Brief — Please pick up the article about est training and psychotic episodes after its final sentence and carry it forward.
***** Extract to read *****
As one of the authors, Dr. Leonard L. Glass, said in an interview, ''We don't know if more people become psychotic after est than after riding on the F train.'' In a psychotic state, people become detached from reality and cannot distinguish real from unreal.

However, Dr. Glass, who is assistant psychiatrist at McLean Hospital in Belmont, Mass, said that, based on studies of encounter groups with a similar type of leadership, ''there's enough possibility of a real connection between est and psychotic breaks to cause us to want to alert psychiatrists and psychologists.'' But he added, ''It would be premature to warn the public directly that est may be hazardous to their health.''

 

83,000 Took Course

More than 83,000 Americans have gone through the est experience since it began five years ago, each paying $250 to sit through two weekends - a total of 60 to 70 hours - of self-awareness training by an authoritative leader who ridicules them and attacks their self-esteem. The sessions are conducted in hotel suites nearly every weekend in a half dozen major cities. Est trainees must sit for as many as 10 hours without eating, smoking, going to the bathroom or leaving the room. Many have been reduced to tears; others have fainted or rolled on the floor; some have vomited.

Dr. Glass, former director of the emergency service at the Langley Porter Neuropsychiatric Institute in San Francisco, and two former colleagues, Dr. Michael A. Kirsch and Dr. Frederick N. Parris, describe five of the seven cases in the Journal report. The two others, discovered subsequently, will be published in a later report.
***** Exercise data *****
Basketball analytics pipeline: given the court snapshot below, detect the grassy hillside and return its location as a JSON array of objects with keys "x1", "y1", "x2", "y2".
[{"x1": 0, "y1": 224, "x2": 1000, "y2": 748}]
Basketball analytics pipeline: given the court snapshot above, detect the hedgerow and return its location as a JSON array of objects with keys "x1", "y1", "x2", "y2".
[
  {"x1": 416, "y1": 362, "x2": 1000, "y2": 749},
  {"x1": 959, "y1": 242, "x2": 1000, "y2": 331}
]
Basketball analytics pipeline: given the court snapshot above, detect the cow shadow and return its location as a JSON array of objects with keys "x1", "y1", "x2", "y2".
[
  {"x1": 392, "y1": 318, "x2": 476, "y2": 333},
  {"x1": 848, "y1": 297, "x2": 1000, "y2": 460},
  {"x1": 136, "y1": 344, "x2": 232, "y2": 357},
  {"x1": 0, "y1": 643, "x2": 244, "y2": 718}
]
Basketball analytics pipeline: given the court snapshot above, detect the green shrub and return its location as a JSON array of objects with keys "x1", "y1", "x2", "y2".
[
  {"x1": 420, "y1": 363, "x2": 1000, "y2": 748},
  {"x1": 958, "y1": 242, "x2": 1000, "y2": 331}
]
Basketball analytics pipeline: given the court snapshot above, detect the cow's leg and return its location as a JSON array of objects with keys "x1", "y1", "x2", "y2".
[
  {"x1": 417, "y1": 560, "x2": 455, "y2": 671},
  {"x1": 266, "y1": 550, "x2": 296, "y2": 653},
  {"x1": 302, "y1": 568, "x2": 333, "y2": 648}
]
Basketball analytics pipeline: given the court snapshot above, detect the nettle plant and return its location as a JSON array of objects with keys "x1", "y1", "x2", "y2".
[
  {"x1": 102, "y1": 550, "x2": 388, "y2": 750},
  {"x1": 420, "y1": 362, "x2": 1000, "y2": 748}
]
*****
Result of this task —
The cases include a man who in the course of the training developed a grandiose self-image and manic behavior, attempting to breathe underwater and do other hazardous feats that prompted his wife to call the police and have him hospitalized. Another man who believed he was ''possessed'' and had hallucinations severely injured himself putting his hand through a window he insisted was ''unreal,'' and a third armed himself with bow and arrow and pistol and was shot in a fracas with some men on a street corner.

Five of the seven persons the psychiatrists describe had no previous psychiatric illness or treatment. But after the est-related reaction, three required psychiatric hospitalization, and all but one received psychiatric treatment.

Two have suffered continuing psychosocial abnormalities long after the initial psychosis subsided. One man's wife says he acts like a ''robot'' since he attended est, and another man has been withdrawn, insecure and unable to resume his earlier level of social interaction despite weekly psychotherapy for more than 14 months, the psychiatrists say.

The training does not purport to be psychotherapeutic, but rather is described by its founder, Werner Erhard, a former management consultant, as an attempt to strip people of the mental and emotional ''trappings'' imposed on them by the outside world and to teach them to accept themselves and take responsibility for their lives, rather than blaming others for what they are.

 

Training Encouraged for Some

Some psychiatrists have judged est to be a helpful experience, and a few have even encouraged their patients to take the training. However, others are wary of est's assaultive techniques and possible effects on people who cannot function normally without their accumulated defenses.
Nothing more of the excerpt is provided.